Exercise aim: Below is a listing. Set down exactly the lines from the one containing "Example query: calm water" through the one containing "Example query: gravel path", both ends included, and leave out the rest.

Records:
== == ==

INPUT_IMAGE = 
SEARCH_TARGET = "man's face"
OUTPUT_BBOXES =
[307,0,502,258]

== == ==

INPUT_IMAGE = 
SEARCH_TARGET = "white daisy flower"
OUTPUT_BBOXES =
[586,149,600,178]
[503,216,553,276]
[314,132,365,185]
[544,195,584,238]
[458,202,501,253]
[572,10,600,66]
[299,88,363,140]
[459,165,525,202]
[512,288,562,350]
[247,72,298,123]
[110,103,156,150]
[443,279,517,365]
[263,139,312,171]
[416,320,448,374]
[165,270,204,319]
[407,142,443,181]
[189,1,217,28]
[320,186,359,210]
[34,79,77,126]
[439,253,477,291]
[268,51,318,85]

== == ==

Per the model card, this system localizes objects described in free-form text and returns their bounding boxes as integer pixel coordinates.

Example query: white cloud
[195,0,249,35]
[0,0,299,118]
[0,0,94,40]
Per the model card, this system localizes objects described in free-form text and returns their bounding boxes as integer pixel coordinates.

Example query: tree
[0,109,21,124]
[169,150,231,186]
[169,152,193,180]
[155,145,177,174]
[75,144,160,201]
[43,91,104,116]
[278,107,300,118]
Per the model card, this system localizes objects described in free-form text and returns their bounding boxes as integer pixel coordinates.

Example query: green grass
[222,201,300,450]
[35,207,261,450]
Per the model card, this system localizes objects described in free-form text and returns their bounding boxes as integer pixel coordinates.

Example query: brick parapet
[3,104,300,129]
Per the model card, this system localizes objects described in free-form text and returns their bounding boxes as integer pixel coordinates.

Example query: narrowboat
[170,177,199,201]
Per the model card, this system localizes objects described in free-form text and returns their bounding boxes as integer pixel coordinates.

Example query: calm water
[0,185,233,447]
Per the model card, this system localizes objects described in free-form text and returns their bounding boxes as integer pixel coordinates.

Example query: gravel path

== == ==

Answer to this exercise:
Example query: calm water
[0,185,233,447]
Per the model card, this system localizes objects described in free-form text and returns their bounding boxes as integer pixel coordinates.

Example query: gravel path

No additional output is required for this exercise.